**TEKST ŹRÓDŁOWY:**
----

Dziennikarz napisał o butach Kołodziejczaka. Wiceminister ma teorię spiskową

Dziennikarz napisał o butach Kołodziejczaka. Wiceminister ma teorię spiskową

Dodano: 
Wiceminister rolnictwa i rozwoju wsi Michał Kołodziejczak
Wiceminister rolnictwa i rozwoju wsi Michał Kołodziejczak Źródło:PAP / Szymon Pulcyn
Michał Kołodziejczak na konferencji prasowej odniósł się do dziennikarza Marcina Dobskiego, który kilka dni temu pisał o drogich butach, jakie nosi wiceminister.

W środę odbyła się konferencja podsumowująca pierwsze 100 dni prac nowego kierownictwa resortu rolnictwa. Uwagę internautów przykuły jednak nie słowa ministra, a strój wiceszefa resortu Michała Kołodziejczaka. Polityk wystroił się w szyty na miarę garnitur i buty, loafersy Gucci za ponad 3 tys. zł. Jako pierwszy pisał o tym Marcin Dobski z portalu Salon24.pl.

----

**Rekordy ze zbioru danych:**
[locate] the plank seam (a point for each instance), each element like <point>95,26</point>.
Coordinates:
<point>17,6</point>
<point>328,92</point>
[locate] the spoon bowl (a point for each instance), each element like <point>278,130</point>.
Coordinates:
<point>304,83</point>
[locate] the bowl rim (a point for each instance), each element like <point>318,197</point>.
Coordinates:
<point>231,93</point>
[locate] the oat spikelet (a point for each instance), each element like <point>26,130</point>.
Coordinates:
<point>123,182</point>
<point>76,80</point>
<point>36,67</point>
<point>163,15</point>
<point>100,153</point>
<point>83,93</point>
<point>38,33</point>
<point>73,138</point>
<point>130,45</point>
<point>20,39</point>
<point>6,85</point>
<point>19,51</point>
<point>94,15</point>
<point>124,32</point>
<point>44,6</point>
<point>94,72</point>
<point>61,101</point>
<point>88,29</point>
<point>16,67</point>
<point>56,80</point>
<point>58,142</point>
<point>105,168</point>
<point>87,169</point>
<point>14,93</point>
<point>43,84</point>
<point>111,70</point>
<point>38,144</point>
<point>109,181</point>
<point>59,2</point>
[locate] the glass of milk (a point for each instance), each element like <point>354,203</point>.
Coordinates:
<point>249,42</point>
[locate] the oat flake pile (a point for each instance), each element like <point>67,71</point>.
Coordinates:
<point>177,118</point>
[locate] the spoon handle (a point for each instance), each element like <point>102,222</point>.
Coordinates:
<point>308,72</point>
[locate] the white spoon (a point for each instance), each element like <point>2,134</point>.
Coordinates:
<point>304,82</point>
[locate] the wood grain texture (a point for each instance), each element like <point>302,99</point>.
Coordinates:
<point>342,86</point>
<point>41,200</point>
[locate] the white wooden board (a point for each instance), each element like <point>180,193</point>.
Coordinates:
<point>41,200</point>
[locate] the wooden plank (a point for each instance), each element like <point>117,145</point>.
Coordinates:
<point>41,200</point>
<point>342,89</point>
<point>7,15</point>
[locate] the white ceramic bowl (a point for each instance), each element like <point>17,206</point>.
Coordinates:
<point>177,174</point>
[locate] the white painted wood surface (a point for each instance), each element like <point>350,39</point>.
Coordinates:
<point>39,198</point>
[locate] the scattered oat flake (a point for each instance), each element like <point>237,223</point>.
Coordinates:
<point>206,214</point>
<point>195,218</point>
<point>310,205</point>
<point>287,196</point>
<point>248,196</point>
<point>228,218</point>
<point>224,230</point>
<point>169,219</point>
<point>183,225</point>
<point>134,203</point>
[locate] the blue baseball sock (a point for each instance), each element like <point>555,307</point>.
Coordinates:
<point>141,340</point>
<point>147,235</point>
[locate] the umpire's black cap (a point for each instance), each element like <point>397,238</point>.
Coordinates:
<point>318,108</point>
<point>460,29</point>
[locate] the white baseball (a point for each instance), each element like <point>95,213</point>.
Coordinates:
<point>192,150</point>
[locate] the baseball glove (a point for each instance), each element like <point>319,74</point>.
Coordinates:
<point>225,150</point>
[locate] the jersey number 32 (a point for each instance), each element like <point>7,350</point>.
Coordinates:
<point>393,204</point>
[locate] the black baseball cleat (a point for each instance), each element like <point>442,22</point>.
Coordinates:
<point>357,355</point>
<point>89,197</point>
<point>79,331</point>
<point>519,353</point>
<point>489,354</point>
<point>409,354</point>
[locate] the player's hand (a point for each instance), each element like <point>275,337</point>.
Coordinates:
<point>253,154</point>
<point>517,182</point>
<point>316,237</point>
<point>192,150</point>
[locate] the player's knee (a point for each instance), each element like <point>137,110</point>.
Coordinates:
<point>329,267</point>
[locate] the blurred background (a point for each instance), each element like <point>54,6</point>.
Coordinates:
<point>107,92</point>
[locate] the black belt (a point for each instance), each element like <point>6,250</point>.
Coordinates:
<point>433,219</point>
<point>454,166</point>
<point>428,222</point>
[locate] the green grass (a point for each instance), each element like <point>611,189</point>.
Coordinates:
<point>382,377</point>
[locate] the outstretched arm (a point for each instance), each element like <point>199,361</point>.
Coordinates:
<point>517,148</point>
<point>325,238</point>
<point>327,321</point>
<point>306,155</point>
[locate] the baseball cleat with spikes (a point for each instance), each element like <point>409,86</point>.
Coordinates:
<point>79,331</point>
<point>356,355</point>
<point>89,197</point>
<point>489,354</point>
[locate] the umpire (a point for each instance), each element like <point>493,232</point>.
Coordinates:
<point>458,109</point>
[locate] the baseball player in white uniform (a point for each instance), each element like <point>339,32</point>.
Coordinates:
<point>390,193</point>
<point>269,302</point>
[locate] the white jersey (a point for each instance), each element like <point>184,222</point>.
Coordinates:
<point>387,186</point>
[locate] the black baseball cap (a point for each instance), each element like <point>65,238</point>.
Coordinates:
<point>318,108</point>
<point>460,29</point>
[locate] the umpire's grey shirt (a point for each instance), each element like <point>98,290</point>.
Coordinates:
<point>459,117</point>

----

**ZADANIA DO WYKONANIA:**
1. Przetłumacz na angielski to zdanie z tekstu o butach Kołodziejczaka: "W środę odbyła się konferencja podsumowująca pierwsze 100 dni prac nowego kierownictwa resortu rolnictwa."
2. Dopisz dalszy ciąg tekstu o butach Kołodziejczaka, zaczynając od miejsca po jego ostatnim zdaniu.

**ODPOWIEDZI DO ZADAŃ:**
1. On Wednesday, a conference was held summarizing the first 100 days of work by the new leadership of the agriculture ministry.

2.
Kołodziejczak: Łączcie fakty

Do sprawy swego ubioru odniósł się sam wiceminister podczas piątkowej konferencji prasowej. – Przy każdym materiale, który ktoś buduje z tych relacji, uderzają w naszą Polskę, w naszą stronę negocjacji – mówił polityk. Kołodziejczak podkreślił, że konflikt polsko-ukraiński jest dzisiaj na rękę jedynie Rosjanom

– Mam tu takie podejrzenia. Powiem wprost, wczoraj rano ukazały się artykuły na temat ubrań, które noszę. Prowodyrem tych artykułów był ten sam dziennikarz, który jako jeden z pierwszych, a może pierwszy, przedrukował na Twitterze relacje strony ukraińskiej, która uderza w polską dyplomację. Proszę państwa, łączcie sobie sami fakty i zwracajcie na to uwagę, bo uważam, że jest to bardzo istotne – mówił polityk.

Do jego wypowiedzi odniósł się sam Dobski w mediach społecznościowych.

twitter

"Ten sam dziennikarz, który napisał o moich ubraniach, jako pierwszy podał narrację ukraińskiej strony z negocjacji, która jest na rękę Rosji. Łącznie kropki – mówi mniej więcej wiceminister Kołodziejczak. O MNIE" – napisał Dobski na portalu X, dodając prześmiewczy emotikon. "Nie zdementował tych butów Gucci, ale za to zostałem agentem Rosji' – dodał w kolejnym wpisie.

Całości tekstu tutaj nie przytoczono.